# 指示と条件:
下にある熊手についての文章から、「挟まってしまった枯葉や小枝は」で始まる段落を選び、主な内容を残して短く書き直しなさい。

熊手を使うのは、初めてでした。
神社仏閣で、神官や禅僧の方々が使っているのを目にした事はございましたが、この年で初めて使うとは、お恥ずかしい限りです。
熊手を使ってみて感じたことは、下草を傷つけずに、容易に枯葉などを集められるということでした。
竹箒のように力を入れずとも、いとも簡単に作業ができます。
けれど、使い方にはコツがあり、熊手のかい先の竹の隙間に枯葉や小枝が挟まると、もう何も集められなくなります。
挟まってしまった枯葉や小枝は、熊手の持ち手の方から先に向かって、優しく撫でるようにすると、簡単にするりと取れるのですが、上に引き抜こうとすると、難を究めます。
お正月の縁起物にもなっている熊手。
大判小判のモチーフが付いていますし、ざくざくお金が入ってくるイメージの縁起物、というふうにこれまで捉えておりましたが、実は違うのではないか・・・と、思いました。

# データ記録:
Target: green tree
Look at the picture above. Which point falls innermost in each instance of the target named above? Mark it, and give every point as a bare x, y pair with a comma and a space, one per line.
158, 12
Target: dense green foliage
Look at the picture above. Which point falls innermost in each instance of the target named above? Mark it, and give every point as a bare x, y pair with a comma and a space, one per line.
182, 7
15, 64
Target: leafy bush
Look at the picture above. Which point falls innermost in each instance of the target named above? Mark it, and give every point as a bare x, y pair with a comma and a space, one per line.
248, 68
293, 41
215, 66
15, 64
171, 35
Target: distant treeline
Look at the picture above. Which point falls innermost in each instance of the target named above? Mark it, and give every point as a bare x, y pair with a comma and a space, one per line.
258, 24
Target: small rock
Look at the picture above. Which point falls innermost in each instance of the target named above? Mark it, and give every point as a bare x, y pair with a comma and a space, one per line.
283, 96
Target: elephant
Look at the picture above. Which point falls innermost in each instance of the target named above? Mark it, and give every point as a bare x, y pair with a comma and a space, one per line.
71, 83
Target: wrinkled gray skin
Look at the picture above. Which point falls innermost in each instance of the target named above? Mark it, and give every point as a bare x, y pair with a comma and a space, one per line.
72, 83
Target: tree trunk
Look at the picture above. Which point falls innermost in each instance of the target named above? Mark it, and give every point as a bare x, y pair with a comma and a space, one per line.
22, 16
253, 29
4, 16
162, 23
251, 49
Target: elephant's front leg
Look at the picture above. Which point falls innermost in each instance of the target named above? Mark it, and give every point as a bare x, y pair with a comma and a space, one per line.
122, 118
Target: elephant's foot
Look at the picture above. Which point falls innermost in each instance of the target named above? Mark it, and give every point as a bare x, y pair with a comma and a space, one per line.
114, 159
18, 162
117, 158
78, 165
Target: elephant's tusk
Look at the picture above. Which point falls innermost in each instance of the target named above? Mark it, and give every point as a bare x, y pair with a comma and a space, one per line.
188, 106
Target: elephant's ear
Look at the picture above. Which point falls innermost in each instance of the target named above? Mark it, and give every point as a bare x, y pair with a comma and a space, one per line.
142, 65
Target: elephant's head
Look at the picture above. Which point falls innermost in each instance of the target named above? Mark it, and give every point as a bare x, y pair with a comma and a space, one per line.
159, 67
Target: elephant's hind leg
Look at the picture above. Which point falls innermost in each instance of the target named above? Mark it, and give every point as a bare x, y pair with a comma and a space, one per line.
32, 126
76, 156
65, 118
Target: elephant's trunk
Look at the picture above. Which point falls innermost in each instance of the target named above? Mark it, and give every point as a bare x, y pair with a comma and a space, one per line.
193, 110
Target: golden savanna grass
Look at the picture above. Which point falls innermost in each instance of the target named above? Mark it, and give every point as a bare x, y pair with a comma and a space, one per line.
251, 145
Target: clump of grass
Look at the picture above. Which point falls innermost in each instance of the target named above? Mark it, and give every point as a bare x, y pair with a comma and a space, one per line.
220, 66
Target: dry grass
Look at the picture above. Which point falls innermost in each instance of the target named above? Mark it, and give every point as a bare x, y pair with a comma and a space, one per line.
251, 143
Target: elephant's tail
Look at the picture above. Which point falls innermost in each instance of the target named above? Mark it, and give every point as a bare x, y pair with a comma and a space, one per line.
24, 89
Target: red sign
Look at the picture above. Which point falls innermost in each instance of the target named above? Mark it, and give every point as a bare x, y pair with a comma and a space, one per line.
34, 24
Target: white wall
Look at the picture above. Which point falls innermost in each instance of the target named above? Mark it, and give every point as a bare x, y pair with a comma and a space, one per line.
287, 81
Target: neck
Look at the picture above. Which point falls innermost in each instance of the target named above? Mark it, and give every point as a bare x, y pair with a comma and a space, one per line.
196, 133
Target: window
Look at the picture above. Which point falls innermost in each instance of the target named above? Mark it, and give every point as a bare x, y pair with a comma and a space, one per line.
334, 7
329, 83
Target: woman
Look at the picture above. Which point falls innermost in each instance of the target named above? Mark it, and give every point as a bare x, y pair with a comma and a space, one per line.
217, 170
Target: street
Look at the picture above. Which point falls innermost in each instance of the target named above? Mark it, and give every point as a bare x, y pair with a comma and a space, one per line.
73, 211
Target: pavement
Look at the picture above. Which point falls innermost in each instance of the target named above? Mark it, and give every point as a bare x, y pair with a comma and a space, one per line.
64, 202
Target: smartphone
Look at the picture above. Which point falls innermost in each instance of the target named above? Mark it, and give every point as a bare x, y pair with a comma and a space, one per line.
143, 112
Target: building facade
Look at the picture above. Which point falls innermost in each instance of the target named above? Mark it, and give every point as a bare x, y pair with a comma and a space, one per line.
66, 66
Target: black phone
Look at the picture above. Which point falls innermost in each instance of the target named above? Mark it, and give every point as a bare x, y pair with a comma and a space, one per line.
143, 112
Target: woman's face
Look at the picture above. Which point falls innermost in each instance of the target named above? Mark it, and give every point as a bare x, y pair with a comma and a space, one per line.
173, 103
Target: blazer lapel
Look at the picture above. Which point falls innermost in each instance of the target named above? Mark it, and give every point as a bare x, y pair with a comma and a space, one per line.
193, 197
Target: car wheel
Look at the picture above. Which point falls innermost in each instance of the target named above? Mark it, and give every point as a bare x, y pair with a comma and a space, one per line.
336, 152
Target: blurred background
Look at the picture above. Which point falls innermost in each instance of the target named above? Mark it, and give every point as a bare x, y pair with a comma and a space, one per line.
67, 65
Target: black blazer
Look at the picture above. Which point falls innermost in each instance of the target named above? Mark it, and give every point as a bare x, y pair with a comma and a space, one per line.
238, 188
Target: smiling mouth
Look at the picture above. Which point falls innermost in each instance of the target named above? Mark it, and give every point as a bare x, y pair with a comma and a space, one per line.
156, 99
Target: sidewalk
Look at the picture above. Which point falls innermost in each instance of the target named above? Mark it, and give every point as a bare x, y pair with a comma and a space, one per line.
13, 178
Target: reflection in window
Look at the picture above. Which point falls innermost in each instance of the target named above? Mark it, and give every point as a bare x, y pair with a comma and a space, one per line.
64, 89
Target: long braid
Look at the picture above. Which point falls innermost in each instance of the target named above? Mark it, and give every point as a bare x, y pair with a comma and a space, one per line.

# 記述解答:
挟まった枯葉や小枝は、持ち手側から先へ向けて優しく撫でれば簡単に取れるが、上に引き抜こうとするとひどく難しい。